→ STATED EXERCISE:
Locate the line that contains "shelf in the image above." in the entries below. Retype it and all following lines through the final one, character for character.

→ PROVIDED MATERIAL:
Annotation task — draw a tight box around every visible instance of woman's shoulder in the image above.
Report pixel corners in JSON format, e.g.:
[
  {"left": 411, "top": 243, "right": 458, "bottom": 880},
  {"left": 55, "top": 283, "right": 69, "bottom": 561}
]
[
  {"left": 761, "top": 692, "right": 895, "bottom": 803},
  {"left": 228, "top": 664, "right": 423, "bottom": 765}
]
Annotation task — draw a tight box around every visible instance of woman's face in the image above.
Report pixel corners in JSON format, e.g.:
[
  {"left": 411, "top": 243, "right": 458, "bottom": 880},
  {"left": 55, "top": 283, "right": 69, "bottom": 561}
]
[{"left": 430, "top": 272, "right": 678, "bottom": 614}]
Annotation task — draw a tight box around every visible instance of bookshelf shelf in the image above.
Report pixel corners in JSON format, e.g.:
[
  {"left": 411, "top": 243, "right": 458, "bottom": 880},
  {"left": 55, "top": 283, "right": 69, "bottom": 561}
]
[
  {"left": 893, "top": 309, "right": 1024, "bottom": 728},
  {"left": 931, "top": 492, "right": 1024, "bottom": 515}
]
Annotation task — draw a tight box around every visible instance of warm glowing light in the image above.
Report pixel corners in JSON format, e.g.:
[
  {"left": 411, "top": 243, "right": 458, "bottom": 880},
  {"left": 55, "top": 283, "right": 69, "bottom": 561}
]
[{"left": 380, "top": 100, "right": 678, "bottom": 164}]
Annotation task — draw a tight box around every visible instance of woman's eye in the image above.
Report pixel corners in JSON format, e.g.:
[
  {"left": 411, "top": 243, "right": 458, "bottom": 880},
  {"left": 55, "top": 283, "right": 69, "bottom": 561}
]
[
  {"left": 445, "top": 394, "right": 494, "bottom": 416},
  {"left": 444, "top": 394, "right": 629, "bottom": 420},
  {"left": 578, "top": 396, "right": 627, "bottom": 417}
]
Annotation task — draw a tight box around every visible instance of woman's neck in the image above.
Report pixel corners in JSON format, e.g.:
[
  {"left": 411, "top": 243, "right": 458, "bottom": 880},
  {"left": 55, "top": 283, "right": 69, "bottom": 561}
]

→ THE REPLY:
Annotation task — draw a tight box around every visible instance of bookshelf shelf in the image above.
Report pixel corners in JSON format, e.g.:
[
  {"left": 411, "top": 243, "right": 458, "bottom": 880},
  {"left": 55, "top": 283, "right": 69, "bottom": 561}
]
[
  {"left": 893, "top": 309, "right": 1024, "bottom": 728},
  {"left": 931, "top": 492, "right": 1024, "bottom": 515}
]
Annotation task — draw a tight box around every visible instance of warm glowing light in the image above.
Report pixel corners in JSON format, e.g.:
[
  {"left": 411, "top": 243, "right": 458, "bottom": 880},
  {"left": 55, "top": 283, "right": 69, "bottom": 561}
]
[{"left": 380, "top": 100, "right": 678, "bottom": 164}]
Annotation task — draw a tight box around every visible instance of woman's eye in the image above.
Report pixel corners in JSON format, e.g.:
[
  {"left": 411, "top": 243, "right": 458, "bottom": 880},
  {"left": 55, "top": 283, "right": 69, "bottom": 561}
]
[
  {"left": 445, "top": 394, "right": 494, "bottom": 416},
  {"left": 444, "top": 394, "right": 629, "bottom": 420},
  {"left": 578, "top": 396, "right": 627, "bottom": 417}
]
Annotation task — draw a tight box around every visible instance of woman's neck in the image above.
Report pixel corners in JSON format, e.g.:
[
  {"left": 411, "top": 243, "right": 458, "bottom": 880},
  {"left": 55, "top": 283, "right": 69, "bottom": 561}
]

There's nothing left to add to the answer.